◆ **ANGEZEIGTER TEXT**:
# Retro-Video: Spiele-PC im Eigenbau



## Falk (22. September 2007)

Mal wieder ein neues Video aus unseren Archiven: der Spiele-PC im Eigenbau. Auch dieses Video stammt aus dem Zeitraum 2001/2002. Viel Spass!

[divx43]http://pcgameshardware.de/stream/divx/Spiele-PCimEigenbau.divx[/divx43]


----------



## Hardware-Guru (22. September 2007)

Ja, früher war alles besser!  Hab mich auch auf nen Retro-Trip begeben und mein P3-System rausgekramt. Macht sich als offenes System ganz nett am Schreibtisch.


----------



## micamd (30. September 2007)

Schönes Video, gefällt mir sehr gut 

Gibts in Sachen Videos bald Updates?


----------



## Kovsk (30. September 2007)

Schnes Viedeo, bitte auch mehr Videos in Zukunft.


----------



## ED101 (30. September 2007)

Sehr schön erklärt  Das waren noch Pins an den Prozessoren, die sind nicht so leicht kaputt gegangen


----------



## riedochs (30. September 2007)

Das ist ja mal geil 

Wäre heute immer noch tauglich


----------



## Hitman (30. September 2007)

Hab sogar noch die Original CD mit dem Video hier irgendwo rumliegen.


----------



## tobyan (12. Oktober 2007)

geile wand^^


----------



## Malkav85 (15. Oktober 2007)

Aaahhh...ihr habt net wirklich mit nem Schraubenzieher die WLP verteilt ?!? Das gibt doch Kratzer *pfui*  ^^


----------



## Ralphi (16. Oktober 2007)

wo ich da im video die voodoo 5 5500 sehe ^^ ihr habt nicht zufällig noch ne voodoo 5 6000 rumliegen ^^? ...wäre da sehr dran interessiert


----------



## rob21 (16. Oktober 2007)

Ich hab das Video damals als Abonnent auf der CD gesehen, seltsames Gefühl das hier wieder zu sehen...Fands schon damals gut, vielleicht wirds Zeit für eine Neuauflage?


----------



## maxwell (16. Oktober 2007)

dünn mit dem schraubenzieher verteilt 

war aber eine nette Zeit anno dazumal


----------



## Imens0 (20. Oktober 2007)

Ich wär auch für ein neues Video gleicher Art. Ist sehr hilfreich wenn man sowas noch nie gemacht hat....


----------

◆ **BEREITGESTELLTE DATEN**:
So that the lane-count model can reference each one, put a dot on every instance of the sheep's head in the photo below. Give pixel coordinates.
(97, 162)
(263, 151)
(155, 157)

◆ **DIE AUFGABEN**:
1 – Gib aus dem Thread zum Retro-Video den Abschnitt wörtlich aus, der bei „## Hardware-Guru (22.“ beginnt und bei „micamd (30. September 2007)“ endet.
2 – Aus welchem Zeitraum stammt das Video laut dem ersten Beitrag im Thread zum Retro-Video?

◆ **DIE LÖSUNGEN**:
1 –
## Hardware-Guru (22. September 2007)

Ja, früher war alles besser!  Hab mich auch auf nen Retro-Trip begeben und mein P3-System rausgekramt. Macht sich als offenes System ganz nett am Schreibtisch.


----------



## micamd (30. September 2007)

2 – Aus dem Zeitraum 2001/2002.